# Exercise:
Write out exactly the lines below that run from the line containing "# Target: roof" through the last line of the records.

#### Materials provided

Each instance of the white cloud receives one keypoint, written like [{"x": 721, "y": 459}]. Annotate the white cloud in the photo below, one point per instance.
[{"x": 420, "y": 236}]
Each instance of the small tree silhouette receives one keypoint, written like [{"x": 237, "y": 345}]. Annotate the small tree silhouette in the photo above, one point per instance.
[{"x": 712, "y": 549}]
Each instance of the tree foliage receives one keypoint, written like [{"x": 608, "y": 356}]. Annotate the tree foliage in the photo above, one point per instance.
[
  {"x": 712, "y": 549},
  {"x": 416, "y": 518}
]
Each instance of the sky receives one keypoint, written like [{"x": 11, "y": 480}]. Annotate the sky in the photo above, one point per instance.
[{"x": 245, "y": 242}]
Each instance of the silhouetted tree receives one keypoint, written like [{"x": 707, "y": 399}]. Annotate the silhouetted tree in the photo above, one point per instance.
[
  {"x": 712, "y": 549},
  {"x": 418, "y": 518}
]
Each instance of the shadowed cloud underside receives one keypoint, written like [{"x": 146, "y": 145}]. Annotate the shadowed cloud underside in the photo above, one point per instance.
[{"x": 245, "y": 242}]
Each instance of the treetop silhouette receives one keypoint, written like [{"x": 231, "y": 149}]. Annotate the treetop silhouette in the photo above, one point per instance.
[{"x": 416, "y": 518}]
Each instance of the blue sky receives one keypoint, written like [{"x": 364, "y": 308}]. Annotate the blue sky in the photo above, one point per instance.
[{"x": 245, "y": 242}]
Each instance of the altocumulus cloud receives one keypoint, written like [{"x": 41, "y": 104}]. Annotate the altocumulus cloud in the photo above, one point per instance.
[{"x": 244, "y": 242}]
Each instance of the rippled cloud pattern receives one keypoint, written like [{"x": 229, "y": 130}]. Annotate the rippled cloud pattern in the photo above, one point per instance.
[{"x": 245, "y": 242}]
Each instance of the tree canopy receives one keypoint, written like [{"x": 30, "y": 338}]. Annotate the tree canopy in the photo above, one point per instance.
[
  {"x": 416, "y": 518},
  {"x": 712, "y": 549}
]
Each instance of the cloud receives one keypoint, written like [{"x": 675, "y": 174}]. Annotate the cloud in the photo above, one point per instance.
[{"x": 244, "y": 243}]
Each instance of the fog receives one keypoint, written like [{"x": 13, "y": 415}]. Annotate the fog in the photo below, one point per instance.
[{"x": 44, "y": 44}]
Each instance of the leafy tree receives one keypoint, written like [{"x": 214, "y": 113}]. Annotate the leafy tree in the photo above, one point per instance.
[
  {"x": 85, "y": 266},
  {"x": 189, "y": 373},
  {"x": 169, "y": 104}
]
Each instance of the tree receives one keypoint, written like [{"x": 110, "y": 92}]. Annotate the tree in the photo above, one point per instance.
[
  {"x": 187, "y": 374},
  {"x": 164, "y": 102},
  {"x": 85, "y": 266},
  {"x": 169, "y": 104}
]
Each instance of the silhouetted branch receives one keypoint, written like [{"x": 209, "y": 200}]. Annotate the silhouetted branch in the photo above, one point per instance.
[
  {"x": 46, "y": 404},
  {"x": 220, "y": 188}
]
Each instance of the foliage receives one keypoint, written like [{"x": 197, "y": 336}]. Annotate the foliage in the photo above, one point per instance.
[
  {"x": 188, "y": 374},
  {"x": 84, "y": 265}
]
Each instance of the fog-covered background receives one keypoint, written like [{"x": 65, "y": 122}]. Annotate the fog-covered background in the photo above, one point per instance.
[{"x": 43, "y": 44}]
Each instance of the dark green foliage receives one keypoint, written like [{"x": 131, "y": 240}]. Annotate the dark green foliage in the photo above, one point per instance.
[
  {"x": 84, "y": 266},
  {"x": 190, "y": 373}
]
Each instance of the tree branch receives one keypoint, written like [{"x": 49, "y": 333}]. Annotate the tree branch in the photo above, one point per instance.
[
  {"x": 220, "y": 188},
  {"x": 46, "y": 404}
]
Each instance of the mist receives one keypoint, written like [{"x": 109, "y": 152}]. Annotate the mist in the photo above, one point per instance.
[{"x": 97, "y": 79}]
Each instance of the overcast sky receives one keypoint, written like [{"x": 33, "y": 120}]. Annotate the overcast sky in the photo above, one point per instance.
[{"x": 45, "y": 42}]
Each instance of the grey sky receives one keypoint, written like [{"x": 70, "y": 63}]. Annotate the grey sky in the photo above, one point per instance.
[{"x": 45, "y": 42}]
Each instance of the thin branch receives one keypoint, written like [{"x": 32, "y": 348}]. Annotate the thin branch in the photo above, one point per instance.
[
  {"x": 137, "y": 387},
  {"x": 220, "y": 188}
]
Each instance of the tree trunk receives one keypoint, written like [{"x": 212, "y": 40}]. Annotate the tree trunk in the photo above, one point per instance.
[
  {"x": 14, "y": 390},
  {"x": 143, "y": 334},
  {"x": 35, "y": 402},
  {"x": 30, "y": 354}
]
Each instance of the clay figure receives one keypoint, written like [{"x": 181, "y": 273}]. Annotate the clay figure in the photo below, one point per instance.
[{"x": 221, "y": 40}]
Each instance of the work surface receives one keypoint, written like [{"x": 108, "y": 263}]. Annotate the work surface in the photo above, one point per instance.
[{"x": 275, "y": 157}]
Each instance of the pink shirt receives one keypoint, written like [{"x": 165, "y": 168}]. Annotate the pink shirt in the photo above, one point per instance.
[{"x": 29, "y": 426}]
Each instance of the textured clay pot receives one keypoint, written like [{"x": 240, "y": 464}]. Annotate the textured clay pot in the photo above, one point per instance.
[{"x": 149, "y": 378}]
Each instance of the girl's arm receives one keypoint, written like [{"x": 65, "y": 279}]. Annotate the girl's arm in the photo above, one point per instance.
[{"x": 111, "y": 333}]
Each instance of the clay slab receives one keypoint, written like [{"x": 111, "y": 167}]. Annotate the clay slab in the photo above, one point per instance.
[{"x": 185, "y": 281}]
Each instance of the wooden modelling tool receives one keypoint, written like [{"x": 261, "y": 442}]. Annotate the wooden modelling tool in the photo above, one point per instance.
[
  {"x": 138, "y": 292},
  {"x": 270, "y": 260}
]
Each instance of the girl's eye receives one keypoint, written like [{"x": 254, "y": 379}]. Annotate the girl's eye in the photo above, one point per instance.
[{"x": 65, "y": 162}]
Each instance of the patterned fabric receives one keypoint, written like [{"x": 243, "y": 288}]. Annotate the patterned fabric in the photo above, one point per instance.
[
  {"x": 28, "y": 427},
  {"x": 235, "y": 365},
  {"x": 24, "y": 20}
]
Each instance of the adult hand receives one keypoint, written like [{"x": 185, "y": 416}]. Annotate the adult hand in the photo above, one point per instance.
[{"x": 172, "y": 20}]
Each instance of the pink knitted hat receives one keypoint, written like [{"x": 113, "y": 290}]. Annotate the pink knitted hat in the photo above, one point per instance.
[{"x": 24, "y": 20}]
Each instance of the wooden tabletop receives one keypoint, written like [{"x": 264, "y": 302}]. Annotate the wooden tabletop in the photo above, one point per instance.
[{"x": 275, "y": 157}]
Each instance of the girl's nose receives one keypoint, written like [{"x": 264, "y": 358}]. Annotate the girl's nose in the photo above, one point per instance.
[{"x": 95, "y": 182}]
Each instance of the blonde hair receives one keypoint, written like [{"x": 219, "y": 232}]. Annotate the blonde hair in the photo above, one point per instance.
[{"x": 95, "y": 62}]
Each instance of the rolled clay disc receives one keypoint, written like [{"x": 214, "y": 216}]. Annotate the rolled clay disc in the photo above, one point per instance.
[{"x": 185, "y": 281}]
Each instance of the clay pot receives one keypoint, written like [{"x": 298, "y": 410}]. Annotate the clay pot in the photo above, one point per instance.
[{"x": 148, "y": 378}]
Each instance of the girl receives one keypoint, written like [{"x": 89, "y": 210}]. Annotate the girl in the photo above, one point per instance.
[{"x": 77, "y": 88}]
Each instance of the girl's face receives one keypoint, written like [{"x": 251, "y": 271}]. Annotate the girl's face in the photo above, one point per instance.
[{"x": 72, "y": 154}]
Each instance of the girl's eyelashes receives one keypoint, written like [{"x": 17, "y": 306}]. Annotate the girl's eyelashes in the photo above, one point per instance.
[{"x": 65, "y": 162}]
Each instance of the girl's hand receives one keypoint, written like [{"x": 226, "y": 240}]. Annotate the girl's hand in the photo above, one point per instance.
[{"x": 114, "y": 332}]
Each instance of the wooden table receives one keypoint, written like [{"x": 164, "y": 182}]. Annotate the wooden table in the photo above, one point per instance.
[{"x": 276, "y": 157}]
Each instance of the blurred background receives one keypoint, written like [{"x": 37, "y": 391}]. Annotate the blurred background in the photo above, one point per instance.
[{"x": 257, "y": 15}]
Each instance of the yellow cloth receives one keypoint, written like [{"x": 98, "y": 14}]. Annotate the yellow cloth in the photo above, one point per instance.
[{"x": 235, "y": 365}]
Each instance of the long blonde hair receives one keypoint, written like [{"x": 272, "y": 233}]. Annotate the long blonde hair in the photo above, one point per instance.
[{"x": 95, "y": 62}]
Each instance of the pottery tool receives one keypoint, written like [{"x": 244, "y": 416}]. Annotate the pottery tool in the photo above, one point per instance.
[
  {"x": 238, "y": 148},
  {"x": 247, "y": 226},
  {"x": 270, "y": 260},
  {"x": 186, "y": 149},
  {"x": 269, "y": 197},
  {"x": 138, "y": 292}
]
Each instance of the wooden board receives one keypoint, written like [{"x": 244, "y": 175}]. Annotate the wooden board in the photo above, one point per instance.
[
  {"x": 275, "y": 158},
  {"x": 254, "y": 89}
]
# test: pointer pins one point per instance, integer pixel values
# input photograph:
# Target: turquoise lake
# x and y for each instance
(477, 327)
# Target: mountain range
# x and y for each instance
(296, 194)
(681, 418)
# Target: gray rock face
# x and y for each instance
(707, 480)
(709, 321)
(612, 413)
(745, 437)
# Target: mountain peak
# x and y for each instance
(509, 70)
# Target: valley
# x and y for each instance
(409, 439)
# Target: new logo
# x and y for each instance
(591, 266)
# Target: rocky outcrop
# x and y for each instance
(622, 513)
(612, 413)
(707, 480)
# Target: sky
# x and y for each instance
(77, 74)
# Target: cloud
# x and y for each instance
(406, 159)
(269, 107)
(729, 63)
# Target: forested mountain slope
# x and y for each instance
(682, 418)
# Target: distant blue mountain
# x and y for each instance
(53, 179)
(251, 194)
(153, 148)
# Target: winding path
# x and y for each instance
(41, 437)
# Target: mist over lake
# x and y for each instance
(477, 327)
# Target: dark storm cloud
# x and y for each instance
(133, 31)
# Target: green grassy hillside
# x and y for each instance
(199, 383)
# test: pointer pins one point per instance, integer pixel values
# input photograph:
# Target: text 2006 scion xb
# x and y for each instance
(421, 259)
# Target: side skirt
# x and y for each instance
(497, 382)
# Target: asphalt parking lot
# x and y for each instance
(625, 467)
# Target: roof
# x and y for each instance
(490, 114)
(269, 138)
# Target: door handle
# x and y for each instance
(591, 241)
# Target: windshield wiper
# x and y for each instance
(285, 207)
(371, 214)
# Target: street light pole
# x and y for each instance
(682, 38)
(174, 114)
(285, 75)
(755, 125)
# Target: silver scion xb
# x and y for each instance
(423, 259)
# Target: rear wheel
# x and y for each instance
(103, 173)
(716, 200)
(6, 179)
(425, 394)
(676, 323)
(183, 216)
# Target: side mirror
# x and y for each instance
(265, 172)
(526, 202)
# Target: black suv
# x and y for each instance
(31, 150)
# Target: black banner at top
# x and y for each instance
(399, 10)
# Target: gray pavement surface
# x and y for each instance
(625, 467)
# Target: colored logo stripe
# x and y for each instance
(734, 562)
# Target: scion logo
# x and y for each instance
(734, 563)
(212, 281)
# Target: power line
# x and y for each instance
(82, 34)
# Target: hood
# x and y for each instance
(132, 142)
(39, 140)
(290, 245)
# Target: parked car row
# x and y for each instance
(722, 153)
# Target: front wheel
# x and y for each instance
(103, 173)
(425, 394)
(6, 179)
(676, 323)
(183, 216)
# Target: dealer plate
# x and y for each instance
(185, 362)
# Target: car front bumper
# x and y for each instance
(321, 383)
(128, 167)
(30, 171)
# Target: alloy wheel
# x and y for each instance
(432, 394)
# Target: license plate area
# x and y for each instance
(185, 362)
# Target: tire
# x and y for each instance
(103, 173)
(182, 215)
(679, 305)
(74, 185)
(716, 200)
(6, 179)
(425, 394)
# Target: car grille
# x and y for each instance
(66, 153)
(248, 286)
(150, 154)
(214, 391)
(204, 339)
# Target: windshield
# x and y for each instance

########

# Full solution:
# Target: roof
# x and y for each instance
(490, 114)
(269, 138)
# Target: door handle
# x and y for each instance
(591, 241)
# Target: windshield wiper
# x and y for each instance
(285, 207)
(371, 214)
# Target: street light pole
# x and y for each instance
(682, 38)
(174, 114)
(285, 75)
(755, 125)
# Target: silver scion xb
# x and y for each instance
(423, 259)
# Target: rear wheel
# x and y for each instance
(103, 173)
(716, 200)
(6, 179)
(425, 394)
(676, 323)
(183, 216)
# Target: side mirror
# x and y for each instance
(265, 172)
(526, 202)
# Target: black suv
# x and y for each instance
(31, 150)
# Target: black banner at top
# x and y for each instance
(399, 10)
# Target: gray pavement surface
# x and y for each instance
(625, 467)
# Target: colored logo stripe
# x and y for each instance
(734, 562)
# Target: scion logo
# x and y for each instance
(734, 563)
(212, 281)
# Target: power line
# x and y for each instance
(82, 34)
# Target: hood
# x and y for each instance
(132, 142)
(39, 140)
(290, 245)
# Target: parked car row
# x and y for each instance
(722, 153)
# Target: front wheel
# x and y for each instance
(103, 173)
(425, 394)
(6, 179)
(676, 323)
(183, 216)
# Target: dealer plate
# x and y for each instance
(185, 362)
# Target: car front bumper
# x and y for each instance
(321, 383)
(128, 167)
(30, 171)
# Target: alloy wheel
# x and y for each instance
(432, 394)
# Target: license plate area
# x and y for each instance
(185, 362)
# Target: tire
# x and y for each instance
(103, 173)
(182, 215)
(679, 305)
(74, 185)
(716, 200)
(6, 179)
(425, 394)
# Target: car grille
# x and y for each instance
(66, 153)
(248, 286)
(150, 154)
(214, 391)
(204, 339)
# Target: windshield
# x and y for each instance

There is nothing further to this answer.